:: MATERIALS PROVIDED ::

§ §

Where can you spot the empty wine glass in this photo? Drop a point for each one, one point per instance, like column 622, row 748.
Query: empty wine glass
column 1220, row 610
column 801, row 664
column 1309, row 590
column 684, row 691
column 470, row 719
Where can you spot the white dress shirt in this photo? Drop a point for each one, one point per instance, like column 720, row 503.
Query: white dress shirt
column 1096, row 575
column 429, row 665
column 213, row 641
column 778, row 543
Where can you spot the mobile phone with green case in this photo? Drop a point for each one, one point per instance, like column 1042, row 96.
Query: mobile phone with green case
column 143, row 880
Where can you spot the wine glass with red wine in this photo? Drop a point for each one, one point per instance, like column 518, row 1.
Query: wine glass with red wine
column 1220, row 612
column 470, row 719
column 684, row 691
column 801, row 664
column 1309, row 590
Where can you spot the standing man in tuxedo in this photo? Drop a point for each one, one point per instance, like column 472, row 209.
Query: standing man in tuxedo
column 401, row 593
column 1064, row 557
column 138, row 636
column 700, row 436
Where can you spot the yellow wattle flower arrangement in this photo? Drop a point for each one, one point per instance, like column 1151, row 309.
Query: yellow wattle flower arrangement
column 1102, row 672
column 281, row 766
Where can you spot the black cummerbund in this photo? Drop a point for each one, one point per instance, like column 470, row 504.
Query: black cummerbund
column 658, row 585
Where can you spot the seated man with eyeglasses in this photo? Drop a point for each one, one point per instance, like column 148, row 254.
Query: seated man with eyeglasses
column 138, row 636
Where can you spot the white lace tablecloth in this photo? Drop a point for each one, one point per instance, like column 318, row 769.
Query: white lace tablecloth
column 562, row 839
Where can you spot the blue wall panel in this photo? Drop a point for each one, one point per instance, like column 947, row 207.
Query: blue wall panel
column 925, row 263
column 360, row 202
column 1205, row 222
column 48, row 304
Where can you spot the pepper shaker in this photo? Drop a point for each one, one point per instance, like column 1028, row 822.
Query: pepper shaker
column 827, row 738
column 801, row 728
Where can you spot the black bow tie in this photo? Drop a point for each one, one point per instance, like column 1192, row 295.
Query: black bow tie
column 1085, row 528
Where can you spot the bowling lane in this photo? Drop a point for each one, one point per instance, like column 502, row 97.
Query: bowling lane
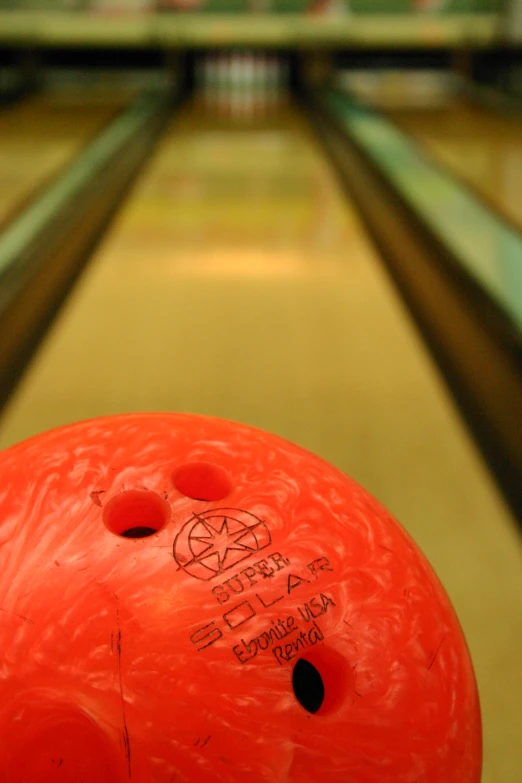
column 479, row 145
column 43, row 133
column 238, row 282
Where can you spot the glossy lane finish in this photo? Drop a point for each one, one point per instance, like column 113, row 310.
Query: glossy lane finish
column 481, row 146
column 41, row 135
column 237, row 282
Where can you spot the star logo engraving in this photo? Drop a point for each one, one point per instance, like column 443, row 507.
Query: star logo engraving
column 216, row 540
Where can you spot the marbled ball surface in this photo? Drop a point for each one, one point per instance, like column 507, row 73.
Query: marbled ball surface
column 188, row 599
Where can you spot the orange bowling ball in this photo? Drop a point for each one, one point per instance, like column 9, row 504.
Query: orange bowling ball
column 184, row 599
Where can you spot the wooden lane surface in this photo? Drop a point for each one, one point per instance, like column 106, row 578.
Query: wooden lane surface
column 238, row 282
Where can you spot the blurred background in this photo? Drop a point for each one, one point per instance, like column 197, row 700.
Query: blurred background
column 302, row 215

§ §

:: INSTRUCTIONS TO FOLLOW ::
Exact wording is required throughout: write out all the records, but no pictures.

:: OUTPUT FOR THIS TASK ::
Where can you spot the empty wine glass in this photo? Drop a point for each one, one point per instance, like column 622, row 748.
Query: empty wine glass
column 1220, row 610
column 801, row 664
column 1309, row 590
column 684, row 691
column 470, row 719
Where can you spot the white dress shirt in this photo? Drop a point for each one, one point per instance, like column 720, row 503.
Query: white dress shirt
column 1096, row 575
column 429, row 665
column 213, row 641
column 778, row 543
Where can you spot the mobile phone with green case in this photo? Drop a point for each one, one point per instance, like column 1042, row 96.
Query: mobile phone with green case
column 143, row 880
Where can you spot the wine glass with red wine in this photo? Drop a point for each one, one point per instance, like column 518, row 1.
Query: wine glass with red wine
column 1220, row 612
column 470, row 719
column 684, row 691
column 801, row 664
column 1309, row 590
Where can you spot the standing man in tuxedo in this photo? Drop a point for each one, one point per instance, like column 472, row 209.
Query: standing man in tuxedo
column 401, row 593
column 1064, row 557
column 138, row 636
column 700, row 436
Where can you spot the yellow wattle flower arrangement in this photo? Drop a point for each one, one point per instance, like column 1151, row 309.
Query: yellow wattle flower arrangement
column 1102, row 672
column 281, row 766
Where can you spot the black cummerbund in this photo? Drop a point for each one, one point per instance, like column 470, row 504.
Query: black cummerbund
column 658, row 585
Where can you spot the seated man with eyeglasses in this photo? Drop a point for each one, one point per instance, like column 148, row 254.
Query: seated man with eyeglasses
column 138, row 636
Where can you spot the white lace tablecloth in this photo? Drop a point for each one, one point per instance, like column 318, row 769.
Query: white lace tablecloth
column 562, row 839
Where can you spot the blue wall panel in this photo? Drop a point for each one, one point per instance, like column 947, row 207.
Query: blue wall panel
column 925, row 263
column 360, row 202
column 1205, row 222
column 48, row 304
Where can you spot the pepper shaker in this photo? Drop a point for each one, one point per instance, like column 1028, row 822.
Query: pepper shaker
column 827, row 738
column 801, row 728
Where can you spot the black bow tie in this photo? Drop a point for each one, one point per instance, like column 1192, row 295.
Query: black bow tie
column 1085, row 528
Where can you spot the bowling lane in this photo? Drop a point for each one, one point per instance, like column 502, row 97.
Query: bowling lane
column 479, row 145
column 43, row 133
column 238, row 282
Where can you spot the glossy lane finish in this photo? Drop a point for each one, one point per instance, like column 113, row 310.
Query: glossy lane finish
column 481, row 146
column 41, row 135
column 237, row 282
Where can you spot the star logo engraving in this photo? Drop a point for each one, one point per instance, like column 443, row 507.
Query: star logo engraving
column 216, row 540
Where can you spot the marbled ball surface in this photo? Drop a point for each one, one point per instance, like column 507, row 73.
Query: marbled ball surface
column 188, row 599
Where can you spot the orange bowling ball in this photo? Drop a point for each one, one point per instance, like column 9, row 504.
Query: orange bowling ball
column 184, row 599
Where can you spot the wooden lane surface in this photo? Drop a point for each one, one point per instance, like column 106, row 578.
Query: wooden lane surface
column 238, row 282
Where can you spot the blurred background in this photo? Drop a point for each one, one point per instance, like column 197, row 700.
Query: blurred background
column 302, row 215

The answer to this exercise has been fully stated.